● **WORK TASK**: Report each line of the data that includes the word "rear".
Segment Open
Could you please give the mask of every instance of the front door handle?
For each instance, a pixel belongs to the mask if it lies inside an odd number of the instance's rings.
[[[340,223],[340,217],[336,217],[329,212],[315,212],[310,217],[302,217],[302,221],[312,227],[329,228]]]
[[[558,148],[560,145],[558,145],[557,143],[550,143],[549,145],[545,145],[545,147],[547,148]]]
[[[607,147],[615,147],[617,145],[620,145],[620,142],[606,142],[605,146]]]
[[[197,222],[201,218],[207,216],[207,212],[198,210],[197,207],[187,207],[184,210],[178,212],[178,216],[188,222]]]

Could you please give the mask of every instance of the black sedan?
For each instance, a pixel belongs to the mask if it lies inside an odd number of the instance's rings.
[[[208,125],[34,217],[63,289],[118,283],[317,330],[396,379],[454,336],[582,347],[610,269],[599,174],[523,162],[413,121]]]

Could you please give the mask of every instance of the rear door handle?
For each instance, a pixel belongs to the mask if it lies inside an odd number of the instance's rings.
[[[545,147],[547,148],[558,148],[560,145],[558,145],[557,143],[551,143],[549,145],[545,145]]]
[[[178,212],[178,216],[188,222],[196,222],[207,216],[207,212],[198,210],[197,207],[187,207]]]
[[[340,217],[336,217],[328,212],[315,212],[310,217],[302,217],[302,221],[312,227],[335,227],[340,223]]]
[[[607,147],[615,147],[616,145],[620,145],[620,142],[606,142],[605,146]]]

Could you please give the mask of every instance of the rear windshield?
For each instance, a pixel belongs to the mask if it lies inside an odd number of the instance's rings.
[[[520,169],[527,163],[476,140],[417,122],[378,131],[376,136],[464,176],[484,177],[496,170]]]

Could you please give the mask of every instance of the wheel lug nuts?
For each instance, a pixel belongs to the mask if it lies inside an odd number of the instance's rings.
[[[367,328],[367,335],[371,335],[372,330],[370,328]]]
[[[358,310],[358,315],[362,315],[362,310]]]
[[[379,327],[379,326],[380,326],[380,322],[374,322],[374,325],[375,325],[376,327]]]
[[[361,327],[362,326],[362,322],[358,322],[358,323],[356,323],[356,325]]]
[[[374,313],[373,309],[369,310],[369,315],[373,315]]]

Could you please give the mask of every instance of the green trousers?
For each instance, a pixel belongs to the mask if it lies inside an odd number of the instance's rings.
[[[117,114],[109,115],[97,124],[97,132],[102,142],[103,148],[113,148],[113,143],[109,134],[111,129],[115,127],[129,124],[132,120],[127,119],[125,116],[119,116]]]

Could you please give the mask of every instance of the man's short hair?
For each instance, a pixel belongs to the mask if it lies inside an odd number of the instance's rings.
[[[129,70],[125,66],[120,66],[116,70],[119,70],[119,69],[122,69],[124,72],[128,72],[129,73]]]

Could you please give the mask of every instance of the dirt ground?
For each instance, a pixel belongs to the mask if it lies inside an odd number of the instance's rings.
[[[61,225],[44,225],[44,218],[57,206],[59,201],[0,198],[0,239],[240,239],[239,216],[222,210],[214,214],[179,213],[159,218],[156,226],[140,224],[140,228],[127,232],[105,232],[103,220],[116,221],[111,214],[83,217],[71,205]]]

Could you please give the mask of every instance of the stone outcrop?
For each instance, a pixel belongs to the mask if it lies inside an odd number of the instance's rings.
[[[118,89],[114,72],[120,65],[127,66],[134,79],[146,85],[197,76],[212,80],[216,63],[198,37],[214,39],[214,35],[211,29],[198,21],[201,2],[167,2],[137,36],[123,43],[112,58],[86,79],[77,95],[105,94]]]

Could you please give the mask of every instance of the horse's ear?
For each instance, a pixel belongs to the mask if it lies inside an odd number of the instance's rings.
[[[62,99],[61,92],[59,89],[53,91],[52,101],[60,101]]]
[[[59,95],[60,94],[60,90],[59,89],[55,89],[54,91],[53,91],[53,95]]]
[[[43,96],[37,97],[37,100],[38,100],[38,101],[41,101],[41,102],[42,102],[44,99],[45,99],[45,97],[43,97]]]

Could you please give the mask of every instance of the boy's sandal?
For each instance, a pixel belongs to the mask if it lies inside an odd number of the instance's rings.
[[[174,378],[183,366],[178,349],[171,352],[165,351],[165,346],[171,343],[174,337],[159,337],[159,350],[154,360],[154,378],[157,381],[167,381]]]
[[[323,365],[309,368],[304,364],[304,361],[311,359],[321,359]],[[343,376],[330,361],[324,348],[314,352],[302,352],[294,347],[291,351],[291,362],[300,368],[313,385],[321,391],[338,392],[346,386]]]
Segment Closed
● **YOUR RESPONSE**:
Could you please give the mask of every instance of the rear door handle?
Could you please give the mask of every instance of the rear windshield?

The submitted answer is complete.